> _What this task involves_:
Please retype the records below exactly as they appear, leaving out every picture.

[Stored data entries]

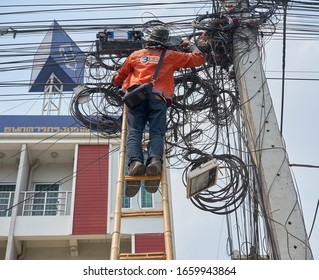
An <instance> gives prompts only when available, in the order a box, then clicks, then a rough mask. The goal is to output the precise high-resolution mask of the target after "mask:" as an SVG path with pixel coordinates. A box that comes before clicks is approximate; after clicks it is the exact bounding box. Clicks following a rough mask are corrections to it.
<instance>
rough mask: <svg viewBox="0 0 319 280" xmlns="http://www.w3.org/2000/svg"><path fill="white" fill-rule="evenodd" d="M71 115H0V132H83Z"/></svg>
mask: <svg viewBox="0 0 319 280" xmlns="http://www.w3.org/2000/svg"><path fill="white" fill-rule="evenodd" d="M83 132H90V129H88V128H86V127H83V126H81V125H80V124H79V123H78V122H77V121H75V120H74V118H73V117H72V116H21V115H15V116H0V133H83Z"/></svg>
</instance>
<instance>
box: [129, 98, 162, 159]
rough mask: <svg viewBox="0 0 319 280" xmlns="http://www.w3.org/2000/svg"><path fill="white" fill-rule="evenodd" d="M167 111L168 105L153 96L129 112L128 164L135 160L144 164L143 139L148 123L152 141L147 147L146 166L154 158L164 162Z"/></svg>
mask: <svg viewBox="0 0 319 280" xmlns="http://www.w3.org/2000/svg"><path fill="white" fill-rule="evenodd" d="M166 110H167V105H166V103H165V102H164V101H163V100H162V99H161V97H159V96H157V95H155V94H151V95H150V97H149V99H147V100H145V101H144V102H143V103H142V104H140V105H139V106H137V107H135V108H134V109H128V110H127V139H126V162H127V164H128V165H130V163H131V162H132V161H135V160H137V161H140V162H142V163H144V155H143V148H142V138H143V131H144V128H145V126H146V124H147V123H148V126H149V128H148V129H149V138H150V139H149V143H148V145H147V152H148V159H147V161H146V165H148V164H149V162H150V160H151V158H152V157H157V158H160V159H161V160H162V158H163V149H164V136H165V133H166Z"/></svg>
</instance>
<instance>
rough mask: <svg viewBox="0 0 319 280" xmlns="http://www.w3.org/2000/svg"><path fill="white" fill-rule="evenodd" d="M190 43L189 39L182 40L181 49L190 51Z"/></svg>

> _Solution for this problem_:
An <instance> gives prompts only when available, in the order a box, then clicks, then a rough mask. The goal is to output the precise high-resolution mask of the target after "mask:" as an SVG path with pixel coordinates. A box that comes before clicks is approximate; after clicks it is the exact bounding box. Clicks following a rough mask are corrections to it.
<instance>
rough mask: <svg viewBox="0 0 319 280" xmlns="http://www.w3.org/2000/svg"><path fill="white" fill-rule="evenodd" d="M71 115H0V132H83Z"/></svg>
mask: <svg viewBox="0 0 319 280" xmlns="http://www.w3.org/2000/svg"><path fill="white" fill-rule="evenodd" d="M83 132H90V129H88V128H86V127H83V126H81V125H80V124H79V123H78V122H77V121H75V120H74V118H73V117H72V116H21V115H15V116H0V133H83Z"/></svg>
</instance>
<instance>
box: [129, 98, 162, 159]
rough mask: <svg viewBox="0 0 319 280" xmlns="http://www.w3.org/2000/svg"><path fill="white" fill-rule="evenodd" d="M167 111L168 105L153 96L129 112L128 164L135 160L144 164L143 139L148 123L152 141L147 147L146 166L154 158L164 162Z"/></svg>
mask: <svg viewBox="0 0 319 280" xmlns="http://www.w3.org/2000/svg"><path fill="white" fill-rule="evenodd" d="M166 110H167V105H166V103H165V102H164V101H163V100H162V99H161V97H159V96H157V95H155V94H151V95H150V97H149V99H147V100H145V101H144V102H143V103H142V104H140V105H139V106H137V107H135V108H134V109H128V110H127V139H126V162H127V164H128V165H130V163H131V162H132V161H135V160H137V161H140V162H142V163H144V155H143V148H142V138H143V131H144V128H145V126H146V124H147V123H148V126H149V128H148V129H149V138H150V139H149V143H148V145H147V152H148V159H147V161H146V165H148V164H149V162H150V160H151V158H152V157H157V158H160V159H161V160H162V158H163V149H164V136H165V133H166Z"/></svg>
</instance>
<instance>
rough mask: <svg viewBox="0 0 319 280" xmlns="http://www.w3.org/2000/svg"><path fill="white" fill-rule="evenodd" d="M190 43L189 39L182 40L181 49L190 51Z"/></svg>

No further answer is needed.